# Stated problem 1
Quote the records about bounding boxes below, line for line, and leave out the pictures.

# Source excerpt
>>>

[Top][All Lists]
[Date Prev][Date Next][Thread Prev][Thread Next][Date Index][Thread Index]
Re: [bug-libunistring] case folding output size?
From: |
Bruno Haible |
Subject: |
Re: [bug-libunistring] case folding output size? |
Date: |
Wed, 28 Apr 2010 02:46:06 +0200 |
User-agent: |
KMail/1.9.9 |
Hi,
Aleksander Morgado wrote:
> Small questions regarding casefolding in UTF-8:
>
> — Function: uint8_t * u8_casefold (const uint8_t *s, size_t n, const
> char *iso639_language, uninorm_t nf, uint8_t *resultbuf, size_t
> *lengthp)
>
> What if the resultbuf passed doesn't have enough space for the
> case-folded and normalized string?
This is documented at the end of the doc section "Conventions":
<http://www.gnu.org/software/libunistring/manual/html_node/Conventions.html>
"Functions returning a string result take a (resultbuf, lengthp)

<<<

# Stated problem 2
Extend the mailing-list reply above about u8_casefold output size, starting right after its last line.

# Stored rows
>>>

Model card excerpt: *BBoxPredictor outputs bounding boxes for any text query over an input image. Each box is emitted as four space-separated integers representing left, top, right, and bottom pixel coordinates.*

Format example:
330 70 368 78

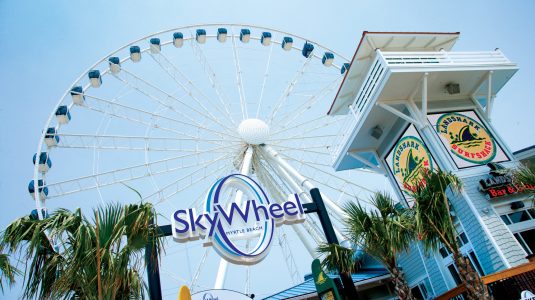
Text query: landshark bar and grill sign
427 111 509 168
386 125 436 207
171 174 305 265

<<<

# Exercise result 1
Model card excerpt: *BBoxPredictor outputs bounding boxes for any text query over an input image. Each box is emitted as four space-separated integers representing left, top, right, and bottom pixel coordinates.*

Format example:
330 70 368 78

Text query: landshark bar and grill sign
427 111 509 168
386 125 436 207
171 174 305 265

# Exercise result 2
argument pair. If resultbuf is not NULL and the result fits into *lengthp
units, it is put in resultbuf, and resultbuf is returned. Otherwise, a
freshly allocated string is returned. In both cases, *lengthp is set to
the length (number of units) of the returned string. In case of error,
NULL is returned and errno is set."
> And, if NFC normalization desired in the output, would it be safe to say
> that the output length will be less or equal than the input length?
No, it is not. The file tests/test-u8-casefold.c has a couple of examples that
show a case-folded string can be longer than the original string.
In summary, these Unicode aware string manipulations have so complex details
that the classical assumptions all fail.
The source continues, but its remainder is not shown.